__Exercise requirements__
Copy the following lines word for word, changing nothing.

__Dataset extract__
═══

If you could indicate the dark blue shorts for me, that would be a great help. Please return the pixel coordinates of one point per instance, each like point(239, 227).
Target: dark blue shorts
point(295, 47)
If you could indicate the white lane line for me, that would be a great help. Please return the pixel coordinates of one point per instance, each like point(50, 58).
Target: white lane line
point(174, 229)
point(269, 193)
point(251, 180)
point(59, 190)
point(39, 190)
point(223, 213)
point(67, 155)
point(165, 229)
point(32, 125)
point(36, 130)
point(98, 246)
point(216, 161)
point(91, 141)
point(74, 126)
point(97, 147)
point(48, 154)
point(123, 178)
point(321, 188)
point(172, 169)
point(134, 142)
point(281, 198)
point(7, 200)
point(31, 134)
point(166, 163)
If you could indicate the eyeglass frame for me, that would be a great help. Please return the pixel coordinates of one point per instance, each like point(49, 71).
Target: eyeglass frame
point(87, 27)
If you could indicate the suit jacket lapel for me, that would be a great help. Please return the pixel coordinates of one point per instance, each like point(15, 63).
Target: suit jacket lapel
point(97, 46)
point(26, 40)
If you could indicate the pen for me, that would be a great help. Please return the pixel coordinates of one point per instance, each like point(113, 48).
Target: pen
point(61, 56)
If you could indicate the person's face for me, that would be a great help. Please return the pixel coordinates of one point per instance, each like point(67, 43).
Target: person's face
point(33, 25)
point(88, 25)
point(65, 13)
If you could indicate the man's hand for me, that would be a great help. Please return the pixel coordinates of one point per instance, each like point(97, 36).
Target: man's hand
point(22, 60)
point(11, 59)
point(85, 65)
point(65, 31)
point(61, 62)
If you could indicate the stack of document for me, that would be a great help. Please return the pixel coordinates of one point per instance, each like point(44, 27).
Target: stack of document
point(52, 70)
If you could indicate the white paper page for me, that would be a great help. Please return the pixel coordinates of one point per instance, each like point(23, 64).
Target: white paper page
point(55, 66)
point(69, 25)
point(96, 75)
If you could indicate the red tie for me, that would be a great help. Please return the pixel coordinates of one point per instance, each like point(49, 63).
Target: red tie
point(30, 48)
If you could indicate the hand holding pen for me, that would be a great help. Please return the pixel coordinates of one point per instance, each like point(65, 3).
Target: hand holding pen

═══

__Answer below__
If you could indicate the dark blue shorts for me, that would be a great help. Please return the pixel coordinates of one point per instance, each like point(239, 227).
Target: dark blue shorts
point(295, 47)
If you could indicate the white lane line for me, that would be a great help. Please return the pixel coordinates of one point per instance, each like point(50, 58).
Target: white lane line
point(174, 229)
point(269, 193)
point(251, 180)
point(59, 190)
point(39, 190)
point(223, 213)
point(67, 155)
point(165, 229)
point(32, 125)
point(36, 130)
point(98, 246)
point(216, 161)
point(91, 141)
point(74, 126)
point(97, 147)
point(48, 154)
point(123, 178)
point(321, 188)
point(172, 169)
point(134, 142)
point(281, 198)
point(7, 200)
point(31, 134)
point(166, 163)
If you could indicate the eyeglass frame for me, that would be a great help. Please return the pixel coordinates of one point per instance, each like point(49, 71).
Target: eyeglass frame
point(87, 27)
If you could indicate the suit jacket lapel for me, that would be a great help. Please return the pixel coordinates of one point per instance, each like point(15, 63).
Target: suit jacket lapel
point(97, 46)
point(26, 40)
If you could indicate the pen for me, that would be a great help. Please return the pixel coordinates of one point per instance, each like point(113, 48).
Target: pen
point(61, 56)
If you could indicate the person's face for me, that would be a great help. Please return the pixel coordinates of one point per instance, each like point(67, 43).
Target: person's face
point(33, 25)
point(88, 25)
point(65, 13)
If you could indicate the man's hand for me, that would be a great help. Please return the pixel coordinates of one point per instance, each like point(97, 36).
Target: man's hand
point(22, 60)
point(11, 59)
point(85, 65)
point(65, 31)
point(61, 62)
If you could indicate the stack of document for me, that would be a great help. Please return the pixel coordinates of one point per instance, each like point(44, 27).
Target: stack of document
point(52, 70)
If you could indicate the white paper page for me, that would be a great help. Please return the pixel coordinates of one point per instance, each like point(23, 64).
Target: white paper page
point(55, 66)
point(69, 25)
point(96, 75)
If you could indicate the red tie for me, that would be a great help. Please return the pixel coordinates of one point per instance, each like point(49, 63).
Target: red tie
point(30, 48)
If you could indicate the hand holding pen for me, that would be a great help. Please return the pixel coordinates of one point per instance, each like point(65, 3).
Target: hand holding pen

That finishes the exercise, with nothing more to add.